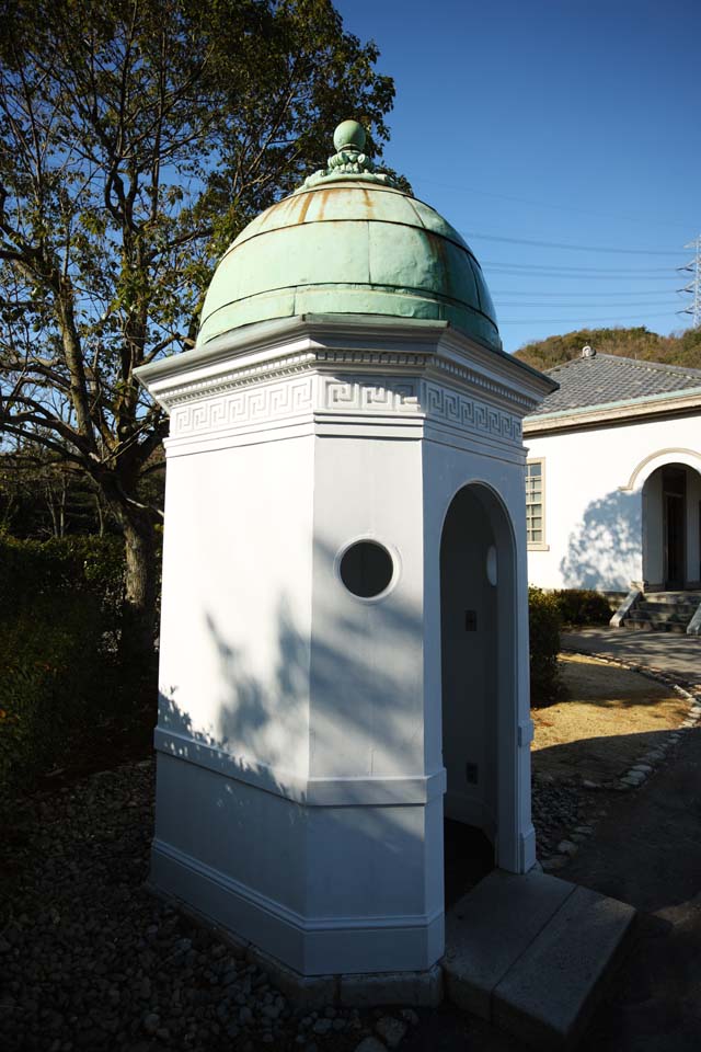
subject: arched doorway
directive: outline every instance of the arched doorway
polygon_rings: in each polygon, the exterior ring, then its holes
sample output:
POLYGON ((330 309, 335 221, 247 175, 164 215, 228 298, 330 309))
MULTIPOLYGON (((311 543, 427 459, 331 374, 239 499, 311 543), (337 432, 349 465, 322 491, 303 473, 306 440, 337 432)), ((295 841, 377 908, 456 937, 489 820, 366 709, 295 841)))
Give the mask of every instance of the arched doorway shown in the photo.
POLYGON ((440 541, 446 899, 516 850, 516 607, 510 523, 495 493, 471 483, 452 499, 440 541))
POLYGON ((646 591, 685 591, 701 582, 701 474, 663 464, 643 485, 643 578, 646 591))

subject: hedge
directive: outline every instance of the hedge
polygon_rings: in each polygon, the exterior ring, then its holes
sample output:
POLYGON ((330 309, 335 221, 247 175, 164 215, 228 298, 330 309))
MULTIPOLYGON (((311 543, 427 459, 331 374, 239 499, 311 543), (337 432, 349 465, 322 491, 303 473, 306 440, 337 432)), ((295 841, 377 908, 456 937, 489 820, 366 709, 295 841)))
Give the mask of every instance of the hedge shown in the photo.
POLYGON ((561 694, 558 670, 561 625, 562 615, 555 595, 529 587, 530 700, 536 707, 552 705, 561 694))
POLYGON ((608 625, 611 607, 605 595, 591 588, 553 592, 565 625, 608 625))
POLYGON ((0 536, 0 789, 65 766, 119 704, 124 545, 0 536))

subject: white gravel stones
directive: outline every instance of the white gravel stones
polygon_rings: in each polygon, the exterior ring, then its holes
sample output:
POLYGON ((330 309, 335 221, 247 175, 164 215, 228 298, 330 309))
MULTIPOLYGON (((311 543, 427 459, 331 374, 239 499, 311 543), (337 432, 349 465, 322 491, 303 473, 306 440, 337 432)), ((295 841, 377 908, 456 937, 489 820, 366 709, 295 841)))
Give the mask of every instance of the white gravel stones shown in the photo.
POLYGON ((406 1024, 393 1016, 382 1016, 375 1024, 375 1030, 390 1049, 395 1049, 406 1033, 406 1024))
POLYGON ((578 850, 579 848, 572 841, 561 841, 560 844, 558 844, 560 855, 568 855, 570 858, 576 855, 578 850))
POLYGON ((357 1044, 355 1052, 387 1052, 387 1045, 378 1041, 377 1038, 364 1038, 360 1044, 357 1044))
MULTIPOLYGON (((644 755, 640 756, 635 764, 629 770, 624 771, 620 778, 612 782, 601 785, 600 782, 585 778, 576 786, 574 779, 567 782, 558 782, 552 775, 537 774, 533 778, 532 787, 532 811, 533 825, 538 838, 538 858, 544 872, 554 872, 567 865, 572 857, 572 850, 565 850, 563 845, 571 844, 575 851, 577 845, 583 844, 587 836, 594 832, 593 827, 583 825, 577 826, 576 820, 579 811, 584 811, 582 790, 595 791, 616 789, 619 792, 630 792, 642 786, 650 778, 655 769, 669 756, 669 750, 677 745, 685 732, 692 727, 698 727, 701 722, 701 689, 693 687, 690 691, 676 684, 674 679, 666 675, 662 670, 651 668, 644 665, 632 664, 611 658, 609 654, 587 653, 589 658, 597 658, 599 661, 608 664, 618 665, 630 672, 636 672, 648 676, 674 687, 675 693, 690 702, 686 720, 678 730, 669 732, 666 737, 650 748, 644 755), (575 799, 572 797, 572 787, 575 788, 575 799), (565 802, 566 801, 566 802, 565 802), (588 830, 588 832, 587 832, 588 830), (572 832, 570 832, 572 831, 572 832), (561 839, 554 847, 556 837, 553 833, 565 838, 561 839)), ((598 812, 599 816, 606 814, 605 811, 598 812)), ((584 813, 582 817, 587 817, 584 813)))
POLYGON ((0 814, 2 1052, 332 1052, 369 1037, 370 1010, 300 1021, 240 949, 145 890, 152 794, 152 765, 133 764, 0 814))
POLYGON ((540 865, 544 873, 553 873, 566 866, 568 861, 567 855, 551 855, 549 858, 543 858, 540 865))

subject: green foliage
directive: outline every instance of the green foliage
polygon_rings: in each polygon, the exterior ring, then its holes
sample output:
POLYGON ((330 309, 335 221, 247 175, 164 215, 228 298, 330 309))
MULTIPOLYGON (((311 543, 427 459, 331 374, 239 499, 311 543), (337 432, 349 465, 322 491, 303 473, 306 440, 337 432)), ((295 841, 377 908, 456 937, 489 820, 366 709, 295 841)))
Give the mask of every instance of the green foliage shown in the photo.
POLYGON ((0 535, 0 617, 87 595, 97 602, 99 627, 115 633, 124 591, 124 545, 116 537, 46 541, 0 535))
POLYGON ((0 793, 61 766, 104 693, 100 602, 42 596, 0 618, 0 793))
POLYGON ((578 358, 582 347, 587 344, 604 354, 701 369, 699 329, 688 329, 670 336, 660 336, 644 325, 635 329, 578 329, 528 343, 516 352, 515 357, 541 371, 548 371, 563 362, 578 358))
POLYGON ((123 591, 119 538, 0 535, 0 793, 90 756, 156 698, 154 656, 117 661, 123 591))
POLYGON ((561 693, 558 671, 561 625, 556 597, 542 588, 529 587, 530 700, 533 707, 552 705, 561 693))
POLYGON ((140 488, 166 420, 135 370, 192 347, 217 260, 322 167, 340 121, 381 152, 378 57, 330 0, 0 8, 0 431, 100 494, 145 661, 160 508, 140 488))
POLYGON ((611 607, 605 595, 590 588, 553 592, 565 625, 608 625, 611 607))

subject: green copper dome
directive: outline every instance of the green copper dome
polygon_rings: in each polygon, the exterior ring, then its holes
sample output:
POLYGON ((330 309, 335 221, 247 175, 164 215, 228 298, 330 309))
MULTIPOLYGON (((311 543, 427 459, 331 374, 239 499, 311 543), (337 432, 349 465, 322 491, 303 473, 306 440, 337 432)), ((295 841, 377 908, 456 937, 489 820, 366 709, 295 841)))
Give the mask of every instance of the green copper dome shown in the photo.
POLYGON ((356 122, 336 128, 334 145, 326 169, 227 250, 197 346, 256 321, 347 313, 445 320, 501 350, 482 268, 458 231, 375 171, 356 122))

===

Update all the entries above by changing every "exterior ring" to "outer boundary" and keeping everything else the same. Leave the pictures out of your answer.

subject: arched doorway
directive: outline every instance of the arched doorway
polygon_rings: in each polygon, the outer boundary, then its holes
sample output:
POLYGON ((330 309, 335 221, 247 175, 164 215, 228 298, 330 309))
MULTIPOLYGON (((311 543, 427 459, 331 374, 239 499, 311 543), (337 432, 349 465, 322 491, 303 473, 306 440, 337 432)), ((295 841, 377 908, 456 937, 489 820, 366 709, 295 841)))
Give the mask of every instance of the arched doorway shown in the photo.
POLYGON ((440 541, 446 899, 516 850, 516 607, 510 523, 495 493, 471 483, 452 499, 440 541))
POLYGON ((646 591, 685 591, 701 582, 701 474, 663 464, 643 485, 643 578, 646 591))

subject: hedge
directive: outline every instance of the hedge
polygon_rings: in each polygon, the outer boundary, then its holes
sample output:
POLYGON ((330 309, 335 221, 247 175, 164 215, 228 298, 330 309))
MULTIPOLYGON (((311 543, 427 459, 331 374, 239 499, 311 543), (337 432, 349 465, 322 491, 303 473, 306 440, 337 432)), ((295 841, 377 908, 456 937, 489 820, 366 709, 295 841)))
Give the mask of every instance of the hedge shown in the photo.
POLYGON ((561 694, 558 670, 561 625, 562 615, 555 595, 529 587, 530 700, 536 707, 552 705, 561 694))
POLYGON ((608 625, 611 607, 605 595, 591 588, 553 592, 565 625, 608 625))
POLYGON ((0 536, 0 789, 65 766, 119 704, 124 545, 0 536))

subject: white gravel stones
directive: outline every instance of the white gravel stones
polygon_rings: in each polygon, the outer boundary, then its holes
sample output:
POLYGON ((330 309, 335 221, 247 175, 164 215, 228 298, 330 309))
MULTIPOLYGON (((311 543, 427 459, 331 374, 239 499, 311 543), (337 432, 349 465, 322 491, 303 473, 306 440, 337 432)), ((295 841, 377 908, 456 937, 489 820, 366 709, 295 841)))
Give the mask of every instance of the white gravel stones shown in the photo.
POLYGON ((406 1024, 393 1016, 382 1016, 375 1024, 375 1030, 390 1049, 395 1049, 406 1033, 406 1024))
POLYGON ((578 850, 579 848, 572 841, 561 841, 560 844, 558 844, 560 855, 568 855, 570 858, 576 855, 578 850))
POLYGON ((357 1044, 355 1052, 387 1052, 387 1045, 378 1041, 377 1038, 364 1038, 360 1044, 357 1044))
MULTIPOLYGON (((644 755, 640 756, 635 764, 629 770, 624 771, 620 778, 612 782, 601 785, 600 782, 585 778, 576 786, 574 779, 567 782, 558 782, 552 775, 537 774, 533 778, 532 787, 532 811, 533 825, 538 838, 538 858, 544 872, 554 872, 567 865, 572 857, 572 850, 565 850, 563 845, 571 844, 575 851, 577 845, 583 844, 587 836, 594 832, 593 827, 583 825, 577 826, 576 820, 579 811, 584 811, 582 790, 595 791, 616 789, 619 792, 630 792, 642 786, 650 778, 655 769, 669 756, 669 750, 677 745, 685 732, 692 727, 698 727, 701 722, 701 689, 693 687, 690 691, 676 684, 674 679, 666 675, 662 670, 651 668, 644 665, 632 664, 611 658, 609 654, 587 653, 589 658, 597 658, 599 661, 608 664, 618 665, 630 672, 636 672, 648 676, 674 687, 675 693, 690 702, 686 720, 678 730, 669 732, 666 737, 650 748, 644 755), (575 799, 572 797, 572 787, 575 788, 575 799), (565 802, 566 801, 566 802, 565 802), (588 830, 588 832, 587 832, 588 830), (572 832, 570 832, 572 831, 572 832), (561 839, 554 847, 556 837, 553 833, 565 838, 561 839)), ((598 812, 599 816, 606 814, 605 811, 598 812)), ((584 813, 582 817, 587 817, 584 813)))
POLYGON ((0 814, 2 1052, 332 1052, 369 1037, 370 1010, 300 1021, 240 949, 145 890, 152 794, 152 765, 133 764, 0 814))
POLYGON ((540 865, 544 873, 553 873, 566 866, 568 861, 567 855, 551 855, 549 858, 543 858, 540 865))

subject: green foliage
directive: outline every instance of the green foliage
polygon_rings: in each polygon, the outer boundary, then its holes
sample output:
POLYGON ((330 309, 335 221, 247 175, 164 215, 228 298, 330 309))
MULTIPOLYGON (((311 543, 427 459, 331 374, 239 499, 311 543), (337 432, 349 465, 322 491, 303 473, 306 440, 337 432)), ((295 841, 377 908, 456 937, 489 820, 366 709, 295 841)))
Give the mask of every instance of the green foliage shown in the photo.
POLYGON ((0 535, 0 617, 87 595, 97 602, 99 627, 115 633, 124 591, 124 545, 116 537, 46 541, 0 535))
POLYGON ((0 793, 61 766, 104 693, 100 602, 42 596, 0 618, 0 793))
POLYGON ((578 358, 582 347, 587 344, 604 354, 701 369, 699 329, 688 329, 670 336, 660 336, 644 325, 635 329, 578 329, 528 343, 516 352, 515 357, 541 371, 548 371, 563 362, 578 358))
POLYGON ((123 591, 119 538, 0 535, 0 793, 90 756, 156 698, 154 656, 117 661, 123 591))
POLYGON ((561 693, 558 671, 561 625, 556 597, 542 588, 529 587, 530 700, 533 707, 552 705, 561 693))
POLYGON ((140 488, 166 420, 135 370, 192 347, 217 260, 322 167, 340 121, 381 152, 378 57, 330 0, 0 8, 0 431, 100 494, 145 661, 160 508, 140 488))
POLYGON ((611 607, 605 595, 590 588, 553 592, 565 625, 608 625, 611 607))

subject: green copper dome
directive: outline every instance of the green copper dome
polygon_rings: in each polygon, the outer boundary, then its holes
sample output:
POLYGON ((330 309, 335 221, 247 175, 164 215, 228 298, 330 309))
MULTIPOLYGON (((311 543, 427 459, 331 374, 239 499, 311 543), (337 432, 349 465, 322 491, 303 473, 306 440, 337 432)), ((295 841, 377 908, 456 937, 489 820, 366 709, 295 841)))
Give the mask of every instance of the green copper dome shown in the photo.
POLYGON ((356 122, 336 128, 334 145, 326 169, 227 250, 197 346, 256 321, 347 313, 445 320, 501 350, 482 268, 458 231, 375 171, 356 122))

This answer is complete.